[Referring expression data]
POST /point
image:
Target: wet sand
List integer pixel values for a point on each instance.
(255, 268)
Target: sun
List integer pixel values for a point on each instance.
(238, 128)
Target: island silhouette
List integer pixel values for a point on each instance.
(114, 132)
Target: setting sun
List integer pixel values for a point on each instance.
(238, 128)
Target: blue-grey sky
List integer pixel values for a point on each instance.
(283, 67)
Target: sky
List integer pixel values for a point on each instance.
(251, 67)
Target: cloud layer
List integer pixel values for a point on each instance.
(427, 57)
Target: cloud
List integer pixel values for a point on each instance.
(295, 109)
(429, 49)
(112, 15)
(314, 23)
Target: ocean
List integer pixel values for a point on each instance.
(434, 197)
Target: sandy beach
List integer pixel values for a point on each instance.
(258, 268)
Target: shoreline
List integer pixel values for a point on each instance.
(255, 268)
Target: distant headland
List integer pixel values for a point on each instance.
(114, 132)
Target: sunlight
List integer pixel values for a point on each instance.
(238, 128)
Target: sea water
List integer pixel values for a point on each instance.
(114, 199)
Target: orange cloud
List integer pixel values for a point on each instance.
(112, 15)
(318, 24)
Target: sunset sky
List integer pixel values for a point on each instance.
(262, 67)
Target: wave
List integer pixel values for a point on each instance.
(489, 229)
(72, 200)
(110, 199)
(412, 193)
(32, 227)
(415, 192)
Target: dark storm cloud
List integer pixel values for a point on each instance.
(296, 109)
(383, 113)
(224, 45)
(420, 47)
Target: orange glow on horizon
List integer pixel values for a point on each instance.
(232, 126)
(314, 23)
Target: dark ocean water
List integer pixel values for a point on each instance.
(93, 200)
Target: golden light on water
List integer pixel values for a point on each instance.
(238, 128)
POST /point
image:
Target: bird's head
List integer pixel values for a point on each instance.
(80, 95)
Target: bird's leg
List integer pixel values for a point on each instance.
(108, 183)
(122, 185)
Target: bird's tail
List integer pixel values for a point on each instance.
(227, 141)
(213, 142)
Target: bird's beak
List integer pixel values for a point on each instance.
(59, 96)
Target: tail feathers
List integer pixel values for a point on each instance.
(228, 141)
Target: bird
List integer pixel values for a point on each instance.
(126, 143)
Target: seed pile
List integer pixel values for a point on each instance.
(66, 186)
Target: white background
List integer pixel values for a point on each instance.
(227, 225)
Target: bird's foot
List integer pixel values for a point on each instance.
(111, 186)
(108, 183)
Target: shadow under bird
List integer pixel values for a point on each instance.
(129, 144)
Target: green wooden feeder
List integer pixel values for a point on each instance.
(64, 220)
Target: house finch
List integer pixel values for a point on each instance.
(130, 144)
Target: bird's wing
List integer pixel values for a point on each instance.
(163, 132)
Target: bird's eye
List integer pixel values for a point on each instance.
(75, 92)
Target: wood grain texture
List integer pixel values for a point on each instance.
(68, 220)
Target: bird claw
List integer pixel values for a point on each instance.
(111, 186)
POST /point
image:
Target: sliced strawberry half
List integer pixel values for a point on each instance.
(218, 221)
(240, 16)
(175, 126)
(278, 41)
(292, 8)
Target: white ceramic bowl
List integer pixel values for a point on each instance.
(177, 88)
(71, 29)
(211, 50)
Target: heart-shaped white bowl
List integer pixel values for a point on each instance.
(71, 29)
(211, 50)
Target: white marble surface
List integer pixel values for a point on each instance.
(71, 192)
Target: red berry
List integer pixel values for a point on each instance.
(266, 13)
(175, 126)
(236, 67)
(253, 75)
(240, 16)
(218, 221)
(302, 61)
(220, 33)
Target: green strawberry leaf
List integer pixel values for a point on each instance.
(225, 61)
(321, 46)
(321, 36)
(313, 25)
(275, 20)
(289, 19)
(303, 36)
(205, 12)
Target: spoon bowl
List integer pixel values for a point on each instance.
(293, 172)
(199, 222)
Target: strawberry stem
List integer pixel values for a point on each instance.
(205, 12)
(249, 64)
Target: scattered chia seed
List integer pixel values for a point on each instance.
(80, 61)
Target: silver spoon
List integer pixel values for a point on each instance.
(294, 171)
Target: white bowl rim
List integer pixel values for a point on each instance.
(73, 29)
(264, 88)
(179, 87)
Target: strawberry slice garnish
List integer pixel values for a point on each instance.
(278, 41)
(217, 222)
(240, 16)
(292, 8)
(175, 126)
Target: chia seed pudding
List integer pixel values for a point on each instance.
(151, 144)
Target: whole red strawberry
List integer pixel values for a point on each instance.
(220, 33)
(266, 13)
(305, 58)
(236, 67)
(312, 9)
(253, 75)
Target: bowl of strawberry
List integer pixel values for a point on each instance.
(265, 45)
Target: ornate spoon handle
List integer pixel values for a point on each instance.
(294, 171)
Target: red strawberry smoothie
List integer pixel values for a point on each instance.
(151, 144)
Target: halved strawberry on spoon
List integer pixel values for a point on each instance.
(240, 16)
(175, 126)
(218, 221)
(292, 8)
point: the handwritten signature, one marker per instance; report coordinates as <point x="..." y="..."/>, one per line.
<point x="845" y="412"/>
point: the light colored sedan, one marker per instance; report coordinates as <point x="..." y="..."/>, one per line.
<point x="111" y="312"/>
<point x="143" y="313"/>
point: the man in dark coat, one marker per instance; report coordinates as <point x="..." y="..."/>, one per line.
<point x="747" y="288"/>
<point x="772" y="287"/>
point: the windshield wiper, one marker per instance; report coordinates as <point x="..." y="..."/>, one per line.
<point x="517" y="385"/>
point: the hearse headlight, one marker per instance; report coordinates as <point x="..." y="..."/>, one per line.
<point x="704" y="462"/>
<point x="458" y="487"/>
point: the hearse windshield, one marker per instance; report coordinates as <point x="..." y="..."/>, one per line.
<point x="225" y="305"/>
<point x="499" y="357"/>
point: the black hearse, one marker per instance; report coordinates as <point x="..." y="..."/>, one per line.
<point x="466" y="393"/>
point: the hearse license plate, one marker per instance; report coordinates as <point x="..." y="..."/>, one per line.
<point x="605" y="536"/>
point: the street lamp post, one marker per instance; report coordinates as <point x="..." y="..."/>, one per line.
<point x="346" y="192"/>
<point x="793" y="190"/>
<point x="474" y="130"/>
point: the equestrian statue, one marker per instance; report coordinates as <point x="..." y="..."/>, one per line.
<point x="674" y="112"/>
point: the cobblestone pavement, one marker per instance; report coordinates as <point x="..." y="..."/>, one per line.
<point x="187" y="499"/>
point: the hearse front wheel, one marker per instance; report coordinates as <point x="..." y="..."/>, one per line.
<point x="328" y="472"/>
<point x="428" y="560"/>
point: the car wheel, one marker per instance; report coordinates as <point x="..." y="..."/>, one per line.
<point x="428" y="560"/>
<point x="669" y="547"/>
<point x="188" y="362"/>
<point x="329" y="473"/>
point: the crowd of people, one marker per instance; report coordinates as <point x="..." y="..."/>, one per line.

◆ **TASK ITEM**: Copy each line above where the string "water" occurs.

◆ **THE COMPLETED TASK**:
Target: sea water
Target: dark ocean water
Target: golden light on water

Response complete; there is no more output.